(Records excerpted from a collection)
## begin
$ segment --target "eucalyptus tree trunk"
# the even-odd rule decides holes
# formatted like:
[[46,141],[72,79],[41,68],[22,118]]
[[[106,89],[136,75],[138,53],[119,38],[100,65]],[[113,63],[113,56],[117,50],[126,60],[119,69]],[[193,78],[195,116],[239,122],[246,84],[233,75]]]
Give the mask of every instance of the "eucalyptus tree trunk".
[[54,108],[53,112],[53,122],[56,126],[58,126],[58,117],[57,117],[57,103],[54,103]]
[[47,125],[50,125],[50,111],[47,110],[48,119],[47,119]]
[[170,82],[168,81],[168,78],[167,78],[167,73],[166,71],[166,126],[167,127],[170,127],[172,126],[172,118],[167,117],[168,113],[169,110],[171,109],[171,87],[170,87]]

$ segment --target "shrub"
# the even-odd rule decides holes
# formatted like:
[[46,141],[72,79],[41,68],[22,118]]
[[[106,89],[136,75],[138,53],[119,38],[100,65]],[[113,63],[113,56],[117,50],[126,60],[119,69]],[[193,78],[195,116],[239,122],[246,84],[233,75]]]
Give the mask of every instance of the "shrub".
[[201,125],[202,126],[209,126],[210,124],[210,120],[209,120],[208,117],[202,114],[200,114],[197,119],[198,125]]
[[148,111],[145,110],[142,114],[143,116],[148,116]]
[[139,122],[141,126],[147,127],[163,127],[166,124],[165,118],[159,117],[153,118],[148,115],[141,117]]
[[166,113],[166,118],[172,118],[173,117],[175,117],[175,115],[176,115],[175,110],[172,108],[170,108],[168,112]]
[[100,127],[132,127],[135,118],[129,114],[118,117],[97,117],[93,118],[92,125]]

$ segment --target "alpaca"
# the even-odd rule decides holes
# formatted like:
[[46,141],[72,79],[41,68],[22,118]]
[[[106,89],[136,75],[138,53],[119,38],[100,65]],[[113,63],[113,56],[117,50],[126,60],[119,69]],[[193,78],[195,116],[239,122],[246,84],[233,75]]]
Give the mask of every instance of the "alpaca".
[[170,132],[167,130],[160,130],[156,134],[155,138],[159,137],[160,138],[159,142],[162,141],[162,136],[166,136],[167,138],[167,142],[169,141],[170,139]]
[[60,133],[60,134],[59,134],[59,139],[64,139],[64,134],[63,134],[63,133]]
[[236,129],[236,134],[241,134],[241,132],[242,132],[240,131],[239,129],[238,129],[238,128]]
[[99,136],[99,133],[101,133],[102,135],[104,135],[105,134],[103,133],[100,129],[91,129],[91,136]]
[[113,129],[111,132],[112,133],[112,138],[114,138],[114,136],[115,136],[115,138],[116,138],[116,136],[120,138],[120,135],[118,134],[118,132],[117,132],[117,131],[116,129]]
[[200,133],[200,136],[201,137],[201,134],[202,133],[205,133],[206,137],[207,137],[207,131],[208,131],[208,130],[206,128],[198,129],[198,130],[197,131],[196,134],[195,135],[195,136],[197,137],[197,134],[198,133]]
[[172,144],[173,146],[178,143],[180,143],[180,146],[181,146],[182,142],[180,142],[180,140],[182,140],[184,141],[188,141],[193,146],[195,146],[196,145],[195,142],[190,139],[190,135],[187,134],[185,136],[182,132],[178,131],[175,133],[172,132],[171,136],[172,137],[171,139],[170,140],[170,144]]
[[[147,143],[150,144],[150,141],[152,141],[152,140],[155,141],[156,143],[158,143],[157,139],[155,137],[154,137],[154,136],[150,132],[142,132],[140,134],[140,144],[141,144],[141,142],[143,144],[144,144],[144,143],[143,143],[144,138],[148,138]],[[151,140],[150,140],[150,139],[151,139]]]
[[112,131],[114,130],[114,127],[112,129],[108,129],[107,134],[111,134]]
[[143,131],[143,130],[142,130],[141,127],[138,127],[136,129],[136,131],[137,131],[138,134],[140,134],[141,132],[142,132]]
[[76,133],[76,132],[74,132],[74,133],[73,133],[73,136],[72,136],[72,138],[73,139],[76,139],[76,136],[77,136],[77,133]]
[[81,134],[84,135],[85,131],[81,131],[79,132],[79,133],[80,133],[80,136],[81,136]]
## end
PROBLEM TO WORK ON: How many lines of the records above contain the string "eucalyptus"? Reply with the number only.

ANSWER TO THE EXERCISE: 2